(Exercise objective) Reproduce the part of the rows below that opens with the line containing "Please annotate the crumpled" and closes with the line containing "<point>59,45</point>", both lines included, with every line in that range kept and 40 added to each x and y coordinate value. Output only those lines.

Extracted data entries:
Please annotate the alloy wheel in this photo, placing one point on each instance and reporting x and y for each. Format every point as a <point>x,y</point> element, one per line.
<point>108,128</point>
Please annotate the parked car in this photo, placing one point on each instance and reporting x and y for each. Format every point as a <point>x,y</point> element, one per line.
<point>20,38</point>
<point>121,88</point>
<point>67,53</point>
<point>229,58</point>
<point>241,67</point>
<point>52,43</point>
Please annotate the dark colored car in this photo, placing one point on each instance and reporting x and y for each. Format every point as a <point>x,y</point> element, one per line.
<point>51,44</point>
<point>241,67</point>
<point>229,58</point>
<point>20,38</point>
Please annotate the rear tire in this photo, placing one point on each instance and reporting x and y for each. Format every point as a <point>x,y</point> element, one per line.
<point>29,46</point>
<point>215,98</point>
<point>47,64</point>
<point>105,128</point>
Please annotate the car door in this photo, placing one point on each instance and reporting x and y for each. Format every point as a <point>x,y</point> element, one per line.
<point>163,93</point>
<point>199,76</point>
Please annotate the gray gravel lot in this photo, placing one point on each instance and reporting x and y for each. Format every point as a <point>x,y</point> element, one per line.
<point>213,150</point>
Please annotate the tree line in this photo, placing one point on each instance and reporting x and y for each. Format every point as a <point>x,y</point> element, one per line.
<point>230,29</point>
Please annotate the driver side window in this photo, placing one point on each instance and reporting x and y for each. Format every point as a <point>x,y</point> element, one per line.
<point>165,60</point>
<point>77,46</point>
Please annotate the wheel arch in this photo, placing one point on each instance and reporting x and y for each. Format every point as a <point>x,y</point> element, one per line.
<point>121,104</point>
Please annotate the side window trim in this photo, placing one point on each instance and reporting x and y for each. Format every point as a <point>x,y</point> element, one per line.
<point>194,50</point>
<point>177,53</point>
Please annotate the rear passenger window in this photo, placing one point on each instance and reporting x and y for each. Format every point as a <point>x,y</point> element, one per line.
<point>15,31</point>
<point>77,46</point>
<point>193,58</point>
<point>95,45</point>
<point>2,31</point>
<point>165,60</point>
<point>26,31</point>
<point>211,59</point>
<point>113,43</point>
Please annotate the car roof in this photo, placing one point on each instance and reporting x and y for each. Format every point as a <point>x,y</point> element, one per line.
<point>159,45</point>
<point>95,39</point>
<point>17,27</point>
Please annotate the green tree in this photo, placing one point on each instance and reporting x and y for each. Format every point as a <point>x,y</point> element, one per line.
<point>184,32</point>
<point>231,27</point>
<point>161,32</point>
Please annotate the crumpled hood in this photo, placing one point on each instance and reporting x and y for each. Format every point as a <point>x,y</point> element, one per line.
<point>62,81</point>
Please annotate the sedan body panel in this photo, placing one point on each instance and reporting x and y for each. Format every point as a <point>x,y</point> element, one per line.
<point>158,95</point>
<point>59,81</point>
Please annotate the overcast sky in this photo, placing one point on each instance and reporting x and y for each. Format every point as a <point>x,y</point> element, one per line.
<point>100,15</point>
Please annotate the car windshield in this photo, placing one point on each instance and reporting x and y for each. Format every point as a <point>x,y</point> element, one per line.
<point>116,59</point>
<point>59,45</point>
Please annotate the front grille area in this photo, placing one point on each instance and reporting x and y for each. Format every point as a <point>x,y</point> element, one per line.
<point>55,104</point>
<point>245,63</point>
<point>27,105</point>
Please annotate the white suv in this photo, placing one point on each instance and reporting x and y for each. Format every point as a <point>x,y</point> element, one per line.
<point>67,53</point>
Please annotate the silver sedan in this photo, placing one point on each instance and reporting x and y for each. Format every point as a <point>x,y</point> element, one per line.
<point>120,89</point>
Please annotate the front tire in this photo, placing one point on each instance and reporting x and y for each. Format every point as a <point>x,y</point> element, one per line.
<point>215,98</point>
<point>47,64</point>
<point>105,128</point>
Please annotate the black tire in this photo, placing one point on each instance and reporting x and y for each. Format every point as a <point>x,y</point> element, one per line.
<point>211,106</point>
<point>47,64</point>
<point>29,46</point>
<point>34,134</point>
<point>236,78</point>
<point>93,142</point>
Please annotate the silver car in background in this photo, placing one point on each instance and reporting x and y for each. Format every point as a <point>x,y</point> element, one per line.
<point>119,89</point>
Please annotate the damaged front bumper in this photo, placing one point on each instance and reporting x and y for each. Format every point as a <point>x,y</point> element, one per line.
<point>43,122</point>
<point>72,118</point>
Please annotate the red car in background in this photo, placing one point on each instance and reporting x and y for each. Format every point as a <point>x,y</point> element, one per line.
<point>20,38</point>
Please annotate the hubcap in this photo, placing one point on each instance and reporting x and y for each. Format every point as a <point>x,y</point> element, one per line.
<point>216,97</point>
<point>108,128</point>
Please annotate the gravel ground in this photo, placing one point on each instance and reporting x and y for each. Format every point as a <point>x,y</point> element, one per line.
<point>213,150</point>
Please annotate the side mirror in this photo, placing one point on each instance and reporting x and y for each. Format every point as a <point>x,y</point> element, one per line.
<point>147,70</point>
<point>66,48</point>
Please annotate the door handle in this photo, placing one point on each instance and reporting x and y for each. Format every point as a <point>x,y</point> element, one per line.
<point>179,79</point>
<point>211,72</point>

(Answer)
Please annotate the crumpled hood in this photo, placing one point on each instance and reporting x and y for each. Format every point as a <point>x,y</point> element, one per line.
<point>102,121</point>
Please annotate the sedan body panel in this photo, placing one point on each instance and reporting x and y for each. Format every point as a <point>x,y</point> element, one per line.
<point>198,135</point>
<point>99,121</point>
Please annotate the overcast sky in this photo, placing one point on each instance and reporting x and y for each. Format every point as a <point>x,y</point> element, one per line.
<point>140,55</point>
Please annotate the car windshield in this photo, placing one point on each instance and reporting x and y for each. Format every point as a <point>x,y</point> element, one per line.
<point>156,99</point>
<point>99,85</point>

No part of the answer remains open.